Coordinate labeling data
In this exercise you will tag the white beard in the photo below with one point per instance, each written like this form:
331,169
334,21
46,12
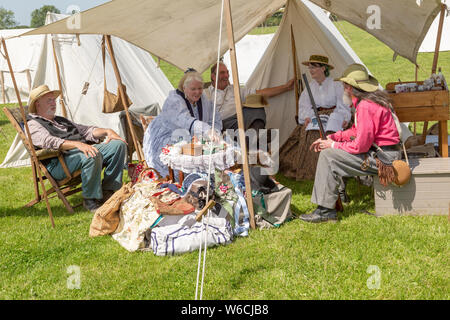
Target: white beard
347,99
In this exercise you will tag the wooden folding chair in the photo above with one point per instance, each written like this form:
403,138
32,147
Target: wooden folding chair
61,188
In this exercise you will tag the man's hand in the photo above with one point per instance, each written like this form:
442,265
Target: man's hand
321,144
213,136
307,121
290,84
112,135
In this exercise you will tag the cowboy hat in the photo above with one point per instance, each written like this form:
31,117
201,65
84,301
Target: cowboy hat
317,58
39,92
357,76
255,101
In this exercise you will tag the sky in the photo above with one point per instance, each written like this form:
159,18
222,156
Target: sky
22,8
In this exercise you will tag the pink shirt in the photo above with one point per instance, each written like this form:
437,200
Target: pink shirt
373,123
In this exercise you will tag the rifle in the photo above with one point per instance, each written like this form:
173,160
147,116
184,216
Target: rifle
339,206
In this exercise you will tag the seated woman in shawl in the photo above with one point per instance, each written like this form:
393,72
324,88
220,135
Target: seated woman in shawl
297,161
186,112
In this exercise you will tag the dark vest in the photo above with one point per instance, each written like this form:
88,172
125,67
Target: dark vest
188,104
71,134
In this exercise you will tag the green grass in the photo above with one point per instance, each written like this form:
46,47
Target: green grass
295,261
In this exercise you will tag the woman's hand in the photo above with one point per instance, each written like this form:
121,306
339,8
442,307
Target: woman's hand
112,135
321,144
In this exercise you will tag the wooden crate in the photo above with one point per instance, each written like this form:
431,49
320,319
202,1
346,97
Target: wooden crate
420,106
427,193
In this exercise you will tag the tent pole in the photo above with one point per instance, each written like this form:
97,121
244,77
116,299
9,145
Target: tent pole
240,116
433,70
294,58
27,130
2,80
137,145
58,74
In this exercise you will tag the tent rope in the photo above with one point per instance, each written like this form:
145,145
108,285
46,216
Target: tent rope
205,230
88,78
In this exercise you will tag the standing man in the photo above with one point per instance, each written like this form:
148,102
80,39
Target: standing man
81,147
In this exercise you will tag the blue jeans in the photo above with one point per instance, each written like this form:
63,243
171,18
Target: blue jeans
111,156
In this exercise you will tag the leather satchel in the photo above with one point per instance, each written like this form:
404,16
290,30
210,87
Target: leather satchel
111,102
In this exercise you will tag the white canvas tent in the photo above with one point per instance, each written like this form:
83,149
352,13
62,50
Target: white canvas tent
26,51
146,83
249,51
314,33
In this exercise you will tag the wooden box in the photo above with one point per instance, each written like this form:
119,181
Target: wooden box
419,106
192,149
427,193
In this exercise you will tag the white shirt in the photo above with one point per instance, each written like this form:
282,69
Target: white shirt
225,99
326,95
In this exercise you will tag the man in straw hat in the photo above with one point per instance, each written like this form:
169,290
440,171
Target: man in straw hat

--

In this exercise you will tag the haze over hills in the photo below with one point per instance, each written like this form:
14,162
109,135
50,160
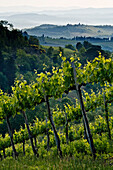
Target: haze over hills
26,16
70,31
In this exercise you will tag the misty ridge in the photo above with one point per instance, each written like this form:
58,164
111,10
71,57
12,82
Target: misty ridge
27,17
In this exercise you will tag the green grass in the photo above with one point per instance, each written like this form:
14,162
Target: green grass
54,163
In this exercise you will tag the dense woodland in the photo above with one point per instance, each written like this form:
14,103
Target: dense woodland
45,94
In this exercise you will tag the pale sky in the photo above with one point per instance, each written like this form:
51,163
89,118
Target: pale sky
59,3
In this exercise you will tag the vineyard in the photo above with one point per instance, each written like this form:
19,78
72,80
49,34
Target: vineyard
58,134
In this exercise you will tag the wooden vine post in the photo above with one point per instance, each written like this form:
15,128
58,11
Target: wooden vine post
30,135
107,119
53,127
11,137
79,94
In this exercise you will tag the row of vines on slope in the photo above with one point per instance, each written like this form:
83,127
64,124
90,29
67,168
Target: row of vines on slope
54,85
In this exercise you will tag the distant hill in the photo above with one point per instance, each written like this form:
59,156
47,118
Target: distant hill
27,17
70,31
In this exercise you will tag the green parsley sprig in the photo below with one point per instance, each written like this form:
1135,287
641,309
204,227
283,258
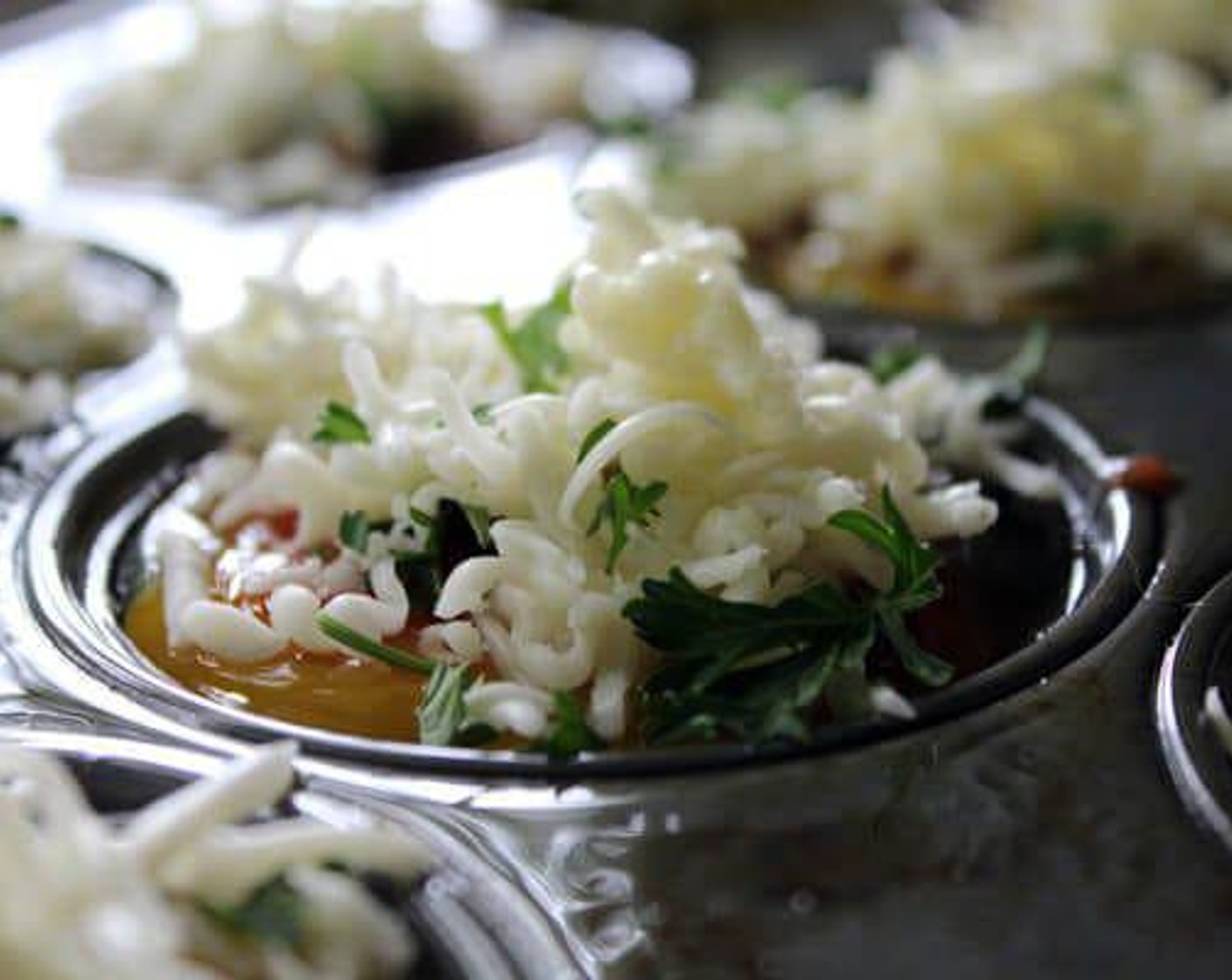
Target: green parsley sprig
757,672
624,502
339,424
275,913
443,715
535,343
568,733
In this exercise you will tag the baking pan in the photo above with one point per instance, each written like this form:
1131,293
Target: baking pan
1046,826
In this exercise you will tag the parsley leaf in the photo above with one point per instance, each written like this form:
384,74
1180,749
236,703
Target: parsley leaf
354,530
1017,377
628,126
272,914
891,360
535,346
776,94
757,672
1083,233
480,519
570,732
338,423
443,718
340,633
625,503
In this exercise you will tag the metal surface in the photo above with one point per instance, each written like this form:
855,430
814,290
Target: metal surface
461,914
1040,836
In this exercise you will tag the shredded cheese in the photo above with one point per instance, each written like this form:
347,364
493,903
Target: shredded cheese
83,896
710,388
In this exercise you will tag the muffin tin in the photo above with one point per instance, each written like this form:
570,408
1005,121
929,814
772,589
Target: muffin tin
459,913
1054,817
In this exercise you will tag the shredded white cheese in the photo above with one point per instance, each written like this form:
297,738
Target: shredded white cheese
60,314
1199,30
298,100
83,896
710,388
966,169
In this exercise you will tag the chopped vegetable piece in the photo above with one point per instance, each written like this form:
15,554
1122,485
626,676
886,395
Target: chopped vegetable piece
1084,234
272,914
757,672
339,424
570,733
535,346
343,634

▶ What is asked:
Show each line of the records in which the word "woman" appears.

▶ Answer below:
In this exercise you will tag the seated woman in shawl in the photo above with one point per instance, each written like this form:
Target: seated woman in shawl
In this exercise you will tag the woman's hand in the photo above with one point per instance, each written like this form:
Target: woman's hand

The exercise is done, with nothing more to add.